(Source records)
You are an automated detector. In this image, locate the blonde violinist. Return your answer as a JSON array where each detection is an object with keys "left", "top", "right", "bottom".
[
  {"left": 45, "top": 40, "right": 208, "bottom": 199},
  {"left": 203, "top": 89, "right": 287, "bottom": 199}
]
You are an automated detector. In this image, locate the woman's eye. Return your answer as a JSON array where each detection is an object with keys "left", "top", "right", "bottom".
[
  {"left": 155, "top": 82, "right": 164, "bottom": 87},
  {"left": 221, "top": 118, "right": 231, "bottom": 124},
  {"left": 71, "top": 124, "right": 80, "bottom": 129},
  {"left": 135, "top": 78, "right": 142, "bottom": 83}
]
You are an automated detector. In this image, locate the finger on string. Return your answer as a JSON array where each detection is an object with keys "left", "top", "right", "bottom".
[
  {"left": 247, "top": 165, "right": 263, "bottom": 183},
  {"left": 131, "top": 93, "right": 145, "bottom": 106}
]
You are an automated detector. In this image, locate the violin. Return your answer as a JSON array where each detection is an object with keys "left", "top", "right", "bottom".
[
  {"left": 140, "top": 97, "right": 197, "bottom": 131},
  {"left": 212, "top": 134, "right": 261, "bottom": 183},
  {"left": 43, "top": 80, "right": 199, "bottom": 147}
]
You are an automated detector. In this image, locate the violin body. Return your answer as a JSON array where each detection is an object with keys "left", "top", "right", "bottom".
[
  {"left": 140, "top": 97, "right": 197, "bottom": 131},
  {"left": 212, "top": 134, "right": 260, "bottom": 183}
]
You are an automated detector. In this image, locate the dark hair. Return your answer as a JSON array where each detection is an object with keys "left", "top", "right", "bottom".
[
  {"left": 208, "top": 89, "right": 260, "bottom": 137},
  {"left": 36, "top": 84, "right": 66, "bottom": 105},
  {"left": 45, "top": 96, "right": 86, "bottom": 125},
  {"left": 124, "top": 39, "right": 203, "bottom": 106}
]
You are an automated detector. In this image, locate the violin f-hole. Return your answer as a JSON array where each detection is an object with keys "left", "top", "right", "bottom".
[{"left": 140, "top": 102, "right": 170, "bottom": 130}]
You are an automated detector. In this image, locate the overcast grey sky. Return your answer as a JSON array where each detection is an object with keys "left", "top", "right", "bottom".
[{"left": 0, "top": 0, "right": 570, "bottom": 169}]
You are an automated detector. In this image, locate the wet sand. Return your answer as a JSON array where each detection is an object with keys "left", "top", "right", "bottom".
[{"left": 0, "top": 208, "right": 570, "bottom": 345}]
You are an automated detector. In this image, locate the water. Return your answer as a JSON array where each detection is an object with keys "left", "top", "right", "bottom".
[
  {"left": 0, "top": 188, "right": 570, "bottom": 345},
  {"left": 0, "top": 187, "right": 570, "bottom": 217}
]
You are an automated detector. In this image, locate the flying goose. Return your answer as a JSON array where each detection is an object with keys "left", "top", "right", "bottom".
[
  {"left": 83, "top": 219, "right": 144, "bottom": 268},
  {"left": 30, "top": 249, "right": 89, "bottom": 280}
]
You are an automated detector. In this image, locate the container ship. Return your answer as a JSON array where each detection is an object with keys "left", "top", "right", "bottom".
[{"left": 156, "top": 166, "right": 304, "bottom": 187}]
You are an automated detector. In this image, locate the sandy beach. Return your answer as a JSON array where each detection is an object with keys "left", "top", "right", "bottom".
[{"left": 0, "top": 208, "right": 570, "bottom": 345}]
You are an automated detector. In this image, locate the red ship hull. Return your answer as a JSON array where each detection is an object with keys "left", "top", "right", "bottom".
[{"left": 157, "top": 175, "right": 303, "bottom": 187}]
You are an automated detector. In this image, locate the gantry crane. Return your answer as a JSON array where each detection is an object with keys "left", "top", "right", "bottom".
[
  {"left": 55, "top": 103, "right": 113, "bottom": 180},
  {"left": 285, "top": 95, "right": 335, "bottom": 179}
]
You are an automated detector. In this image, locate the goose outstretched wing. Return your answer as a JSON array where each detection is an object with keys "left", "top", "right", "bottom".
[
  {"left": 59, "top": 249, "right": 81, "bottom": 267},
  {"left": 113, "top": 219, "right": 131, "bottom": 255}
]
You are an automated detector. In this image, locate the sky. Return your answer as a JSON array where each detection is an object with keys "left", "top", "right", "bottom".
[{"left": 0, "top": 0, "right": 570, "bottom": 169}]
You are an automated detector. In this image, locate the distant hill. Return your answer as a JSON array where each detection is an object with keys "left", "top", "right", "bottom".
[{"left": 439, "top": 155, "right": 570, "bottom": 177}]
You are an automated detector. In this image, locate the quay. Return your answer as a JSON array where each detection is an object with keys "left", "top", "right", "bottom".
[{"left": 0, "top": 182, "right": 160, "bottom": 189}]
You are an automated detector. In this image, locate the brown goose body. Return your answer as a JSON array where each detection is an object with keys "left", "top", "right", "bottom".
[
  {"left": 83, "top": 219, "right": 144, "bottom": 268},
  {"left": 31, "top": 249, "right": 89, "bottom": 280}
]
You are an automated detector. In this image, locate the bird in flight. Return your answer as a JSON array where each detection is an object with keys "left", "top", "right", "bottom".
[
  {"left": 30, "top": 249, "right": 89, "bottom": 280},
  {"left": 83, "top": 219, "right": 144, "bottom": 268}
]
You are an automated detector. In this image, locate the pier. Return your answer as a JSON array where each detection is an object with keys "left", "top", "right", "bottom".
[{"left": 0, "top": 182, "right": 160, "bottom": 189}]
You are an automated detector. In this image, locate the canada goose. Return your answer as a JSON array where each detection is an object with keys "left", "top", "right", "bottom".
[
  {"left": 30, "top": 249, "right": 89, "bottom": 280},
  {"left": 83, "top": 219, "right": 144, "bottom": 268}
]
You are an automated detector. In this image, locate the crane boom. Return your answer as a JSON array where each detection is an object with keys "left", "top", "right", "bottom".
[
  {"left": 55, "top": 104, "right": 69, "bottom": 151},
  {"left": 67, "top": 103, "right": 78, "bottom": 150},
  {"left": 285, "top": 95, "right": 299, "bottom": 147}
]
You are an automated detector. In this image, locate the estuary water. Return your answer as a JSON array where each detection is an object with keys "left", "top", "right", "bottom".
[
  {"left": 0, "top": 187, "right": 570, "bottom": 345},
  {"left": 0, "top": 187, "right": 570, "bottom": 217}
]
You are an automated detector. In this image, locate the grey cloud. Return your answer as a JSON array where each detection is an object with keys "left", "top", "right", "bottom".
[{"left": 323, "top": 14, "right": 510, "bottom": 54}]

* **Task requirements**
Please find each line in the data above that contains the word "goose" and copy those lines in full.

* **Result**
You are an automated detector. In this image, locate the flying goose. Return your answer as a JSON array where each detection is an object with keys "left", "top", "right", "bottom".
You are an automated detector. In this image, locate the goose outstretched wing. Return your answer as a JSON array where each detection is an object with keys "left", "top", "right", "bottom".
You are an automated detector. In this image, locate the brown goose body. Return your answer as a JSON array where each detection is an object with keys "left", "top", "right", "bottom".
You are an automated detector. In this image, locate the canada goose. Return your answer as a JSON array where each detection is an object with keys "left", "top", "right", "bottom".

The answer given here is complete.